_TEXT_:
⁂

Dubai study reveals worrying rise in drug-resistant germs
A high number of travellers to the UAE could make the country susceptible to the growing global problem, medics say
Vital drugs used to fight off deadly infections are potentially losing their potency, a study carried out in four Dubai hospitals has found.
Researchers warned the high volume of travellers visiting the UAE may make the country particularly susceptible to the growing global problem of drug resistance. This is often driven by overuse of antibiotics due to which bacteria adapt and survive making medical treatment ineffective.
They looked at a group of antibiotics known as carbapenems often used in patients who are seriously ill or have infections already resistant to other drugs.
Bacteria were isolated from the bodily fluids of patients at the government-run Dubai Hospital and Rashid Hospital, and the privately-owned American Hospital and Mediclinic City Hospital, and were tested for their resistance to antibiotics.
The study found that of about 2,000 samples, almost a quarter or 23.9 per cent, showed reduced susceptibility to the drugs. The authors said there are no previous Dubai studies to directly compare the findings to, but similar research found resistance rates were 15 per cent in Oman, 41 per cent in Lebanon and 52 per cent in Saudi Arabia.
Some of them are highly and disturbingly resistant and would present real treatment difficulties
Professor David Livermore, University of East Anglia
Some bacteria samples collected by researchers were of particular concern because they were resistant to multiple antibiotic types, not just carbapenems, said Professor David Livermore, a professor of medical microbiology at the University of East Anglia in the United Kingdom.
“Some of them are highly and disturbingly resistant and would present real treatment difficulties,” said Prof Livermore, who was not connected to the study.
He said the movement of people to Dubai from other parts of the world was likely to spread resistance in certain bacteria, as people pass on different resistant strains to each other. He said 23.9 per cent is "about double" what he would expect rates in the UK to be.
The authors of the paper, published in the International Journal of Infectious Diseases, backed up the theory. The issue has been pinpointed by the World Health Organisation as one of the biggest threats to global health, security and development, alongside dangers such as climate change.
Genetic analysis showed that about a third of the resistant bacteria produce an enzyme – a protein that promotes a particular chemical reaction – that breaks down carbapenems. Others had different biochemical defences against the antibiotics.
The academics, based at Zayed University, two universities in Lebanon and the four hospitals where the samples were collected, suggested in their paper that the “population flow into Dubai” may spread resistant bacteria.
They said that the city “remains a hotspot for interesting research in this field." Zayed University and Saint-Joseph University in Beirut, provided research grants for the study.
Antibiotic resistance is growing worldwide because the heavy use of antibiotics kills off susceptible bacteria while allowing resistant variants to multiply, making it harder for doctors to fight infections.
Prof Livermore, who has lectured in the Gulf region, warned that the spread of resistance could undermine doctors’ ability to control “classical diseases” such as gonorrhoea and typhoid and could threaten some “high-tech” medicine, including organ transplants.
In the UAE, there have been efforts to reduce use of antibiotics, with a conference hearing earlier this year that new rules, including a ban on pharmacies from handing over antibiotics without prescription cut use almost in half.

⁂

_DATA SEGMENT_:
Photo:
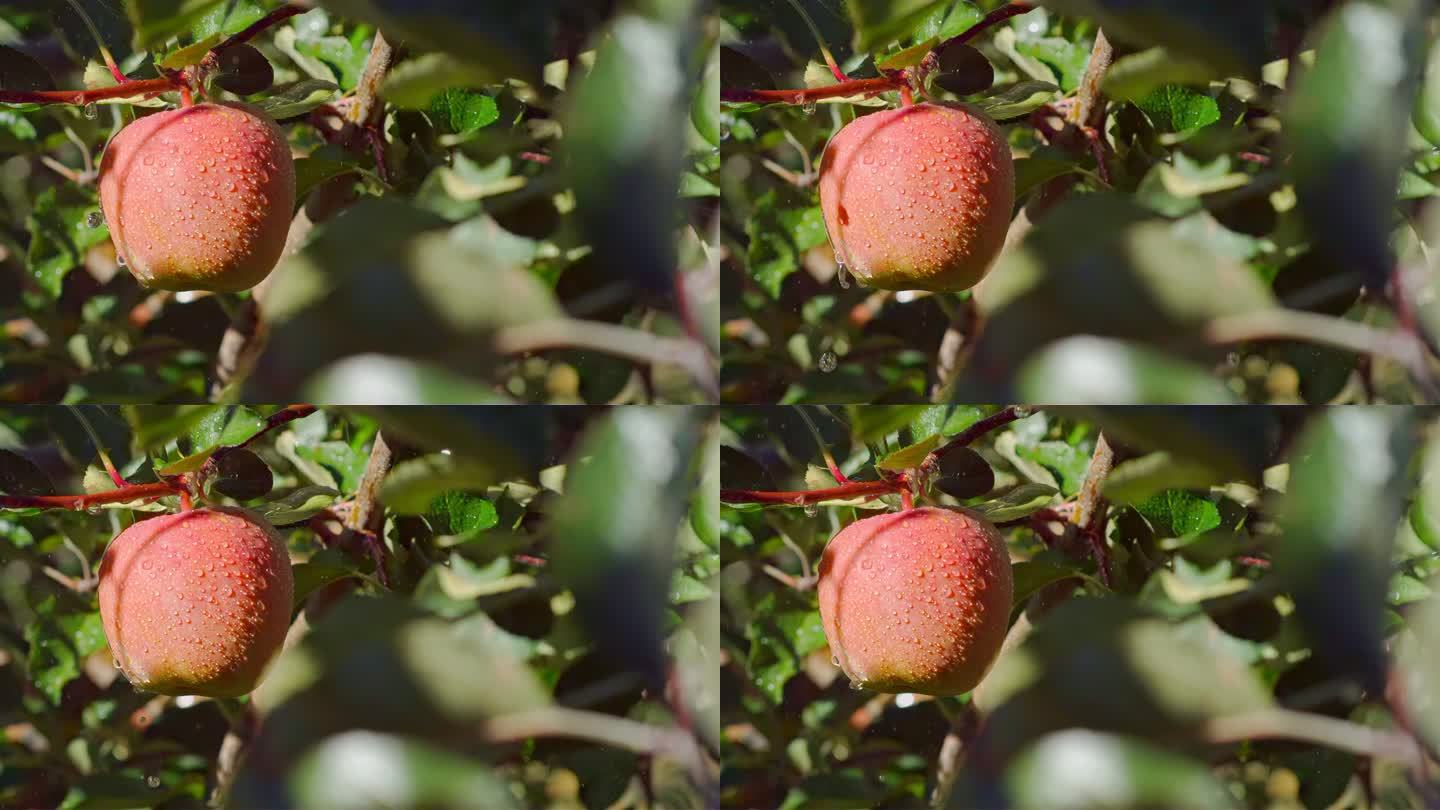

⁂

_WORK TO COMPLETE_:
A. From the article on drug-resistant germs in Dubai, write out the passage starting with "They looked at" and going on through "in Saudi Arabia.".
B. In the article on drug-resistant germs in Dubai, which journal published the study's paper?

_OUTPUTS BY TASK_:
A.
They looked at a group of antibiotics known as carbapenems often used in patients who are seriously ill or have infections already resistant to other drugs.
Bacteria were isolated from the bodily fluids of patients at the government-run Dubai Hospital and Rashid Hospital, and the privately-owned American Hospital and Mediclinic City Hospital, and were tested for their resistance to antibiotics.
The study found that of about 2,000 samples, almost a quarter or 23.9 per cent, showed reduced susceptibility to the drugs. The authors said there are no previous Dubai studies to directly compare the findings to, but similar research found resistance rates were 15 per cent in Oman, 41 per cent in Lebanon and 52 per cent in Saudi Arabia.

B. The International Journal of Infectious Diseases.